TEXTE AFFICHÉ >>
Maïwenn a mis la chanson de l'Ile aux Enfants sur son générique de début ("voici venu le temps des rires et des chants", vue la suite, je crois que ça signifie que le monde de l'enfance n'est pas si rose que ça... si si...) mais elle aurait peut-être dû choisir Candy, vous savez celle au pays de qui, comme dans tous les pays, on s'amuse, on pleure, on rit, il y a des méchants et des gentils. Parce que pendant deux heures, on va s'en bouffer des lieux communs sur le genre humain, façon café du commerce. En gros, pour résumer la pensée de notre philosophe sur le terrain "ouais mais bon, les choses sont plus compliquées qu'elles n'en ont l'air". Tellement plus compliquées, que très vite, elle lâche l'affaire Maïwenn, un peu comme le personnage qu'elle interprète. Plutôt que de se prendre la tête à construire un discours articulé, autant accumuler de la matière, les gens feront le tri... ou pas, d'ailleurs on s'en fout. Puisqu'on vous dit que le monde c'est un sacré bordel. Mais avec des pépites de bonheur dedans hein, tout n'est pas foutu.

Mouais...

Personnellement, je trouve que cette galerie de gens-sur-les-nerfs-mais-quand-même-dans-le-fond-sympas-c'est-normal-ils-font-un-boulot-pas-facile-mais-il-faut-bien-que-quelqu'un-le-fasse plongés dans un univers-déguelasse-ouais-mais-aussi-y'a-des-excuses-sauf-quand-y'en-a-pas, est surtout une nouvelle confirmation qu'il faudrait voir à arrêter de faire des enfants. C'est encore la façon la plus simple pour que toute cette mauvaise plaisanterie cesse d'elle-même. Viols, agressions, mensonges, pauvreté, drogue, désespoir, arrogance d'un côté, mauvaise foi, agressivité, haine, égoïsme, mesquinerie, lâcheté de l'autre, Maïwenn a beau essayer d'enrober tout ça dans un regard d'une mièvrerie sans nom, n'empêche, le tableau qu'elle dresse malgré elle de l'humanité est accablant. Ou, pour dire autrement, je suis sorti de là avec une grande envie de Nature dépeuplée et sereine.

Bref, passons.

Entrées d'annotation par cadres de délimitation
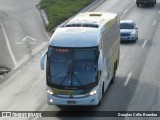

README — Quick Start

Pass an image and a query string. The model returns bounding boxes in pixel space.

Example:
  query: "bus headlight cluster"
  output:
[47,90,53,95]
[89,90,97,95]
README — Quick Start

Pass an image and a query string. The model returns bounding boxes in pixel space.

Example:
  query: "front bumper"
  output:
[121,36,136,41]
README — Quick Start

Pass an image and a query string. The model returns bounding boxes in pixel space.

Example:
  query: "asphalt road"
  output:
[0,0,160,120]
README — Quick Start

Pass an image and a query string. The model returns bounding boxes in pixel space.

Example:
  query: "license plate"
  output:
[67,100,76,105]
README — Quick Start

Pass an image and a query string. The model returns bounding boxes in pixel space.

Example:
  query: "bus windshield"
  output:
[47,47,98,87]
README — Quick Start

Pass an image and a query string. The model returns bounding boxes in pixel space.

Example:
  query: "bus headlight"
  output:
[89,90,97,95]
[47,90,53,95]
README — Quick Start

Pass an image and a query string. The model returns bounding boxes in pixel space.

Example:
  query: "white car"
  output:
[120,20,138,42]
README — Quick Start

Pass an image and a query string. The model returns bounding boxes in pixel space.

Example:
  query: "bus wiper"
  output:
[74,72,83,86]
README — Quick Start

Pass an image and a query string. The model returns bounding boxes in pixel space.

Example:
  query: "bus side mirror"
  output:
[98,51,103,71]
[40,51,47,70]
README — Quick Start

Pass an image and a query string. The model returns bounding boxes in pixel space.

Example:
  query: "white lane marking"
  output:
[36,9,51,40]
[120,2,134,19]
[0,70,21,87]
[29,42,36,44]
[142,40,147,48]
[124,73,132,86]
[0,20,18,68]
[153,20,157,26]
[22,36,36,42]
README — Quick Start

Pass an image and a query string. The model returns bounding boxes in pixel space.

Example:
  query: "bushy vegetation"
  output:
[40,0,94,31]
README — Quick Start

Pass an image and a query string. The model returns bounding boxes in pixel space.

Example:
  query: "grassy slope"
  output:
[40,0,94,31]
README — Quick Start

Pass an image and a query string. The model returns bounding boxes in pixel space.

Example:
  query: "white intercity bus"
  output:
[40,12,120,106]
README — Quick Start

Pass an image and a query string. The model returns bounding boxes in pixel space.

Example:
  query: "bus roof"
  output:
[49,12,117,47]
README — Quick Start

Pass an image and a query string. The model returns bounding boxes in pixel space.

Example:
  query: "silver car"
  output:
[120,20,138,41]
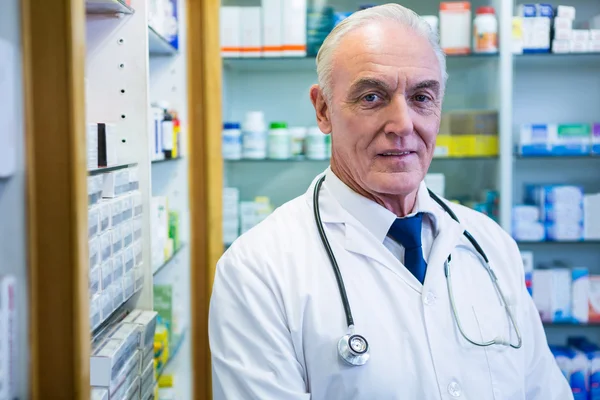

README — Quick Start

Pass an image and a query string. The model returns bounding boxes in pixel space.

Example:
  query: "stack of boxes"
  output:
[434,110,498,157]
[518,123,600,156]
[90,310,156,400]
[517,4,554,53]
[220,0,307,57]
[512,185,600,242]
[88,167,144,329]
[513,3,600,54]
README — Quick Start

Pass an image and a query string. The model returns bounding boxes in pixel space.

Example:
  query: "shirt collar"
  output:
[325,168,438,242]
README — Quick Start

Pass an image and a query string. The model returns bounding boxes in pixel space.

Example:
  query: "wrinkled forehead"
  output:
[332,21,442,90]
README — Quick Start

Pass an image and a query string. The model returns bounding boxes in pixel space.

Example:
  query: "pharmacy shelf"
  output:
[515,154,600,161]
[156,328,188,381]
[91,287,142,342]
[88,162,137,176]
[152,157,183,164]
[543,322,600,328]
[223,54,499,71]
[148,26,178,56]
[152,243,185,276]
[85,0,134,14]
[517,240,600,244]
[223,156,500,163]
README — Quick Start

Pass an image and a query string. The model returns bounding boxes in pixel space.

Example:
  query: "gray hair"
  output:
[317,4,448,101]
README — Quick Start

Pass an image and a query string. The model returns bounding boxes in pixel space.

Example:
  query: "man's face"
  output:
[317,21,443,195]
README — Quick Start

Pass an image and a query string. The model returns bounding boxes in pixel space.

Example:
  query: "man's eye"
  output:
[363,93,379,103]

CONSIGNE >> Rédigez la suite de la critique du film de Maïwenn, à partir de « Bref, passons. » Les lignes n'interviennent en rien ici.

RÉPONSE >>
Et parlons un peu de la forme adoptée pour nous asséner ce pensum bien pensant. Hum alors là, oui, j'hésite... c'est soit un brûlot génial digne du cinéma expérimental le plus pointu, soit une affreuse bouse. Dilemme. Je vais peut-être faire comme Maïwenn, je vais vous raconter comme ça me vient, c'est fatigant de réfléchir. (Bâillements. Hop, la main plongée à même le pot de Nutella. Mmmm c'est bon. Allez, on s'y remet). Donc. Imaginez 60 épisodes de "caméra café", de "scènes de ménage", et de "un gars une fille" mis bout à bout mais dans le désordre. J'ai eu parfois, je l'avoue, le vague soupçon que Maïwenn n'avait à aucun moment eu la moindre intention de penser à de quelconques effets de narration, et que pour elle le mot structure était une grave insulte, voire un crime contre l'humanité mais si ça se trouve, c'est postmoderne, c'est moi qui n'y comprends rien.
J'ai par contre beaucoup aimé l'impression d'assister à un stage afdass pour comédiens sur le retour (ah ben si y'a même Anthony Delon), style "et on dirait qu'il faudrait jouer des gens normaux alors que, désormais, on est devenu des gens extraordinaires". Que voulez-vous toute cette humilité et cette sensibilité hors du commun face aux souffrances des vrais gens, discrètement tapie au fond de la prunelle, moi ça m'émeut. (Mention spéciale à la merveilleuse Marina Foïs, la seule qui comprend, mais un peu tard, que la meilleure chose à faire, c'est de quitter le film avant la fin).

Enfin, soyons rassurés, Pierre Aïm est toujours le plus mauvais directeur photo français.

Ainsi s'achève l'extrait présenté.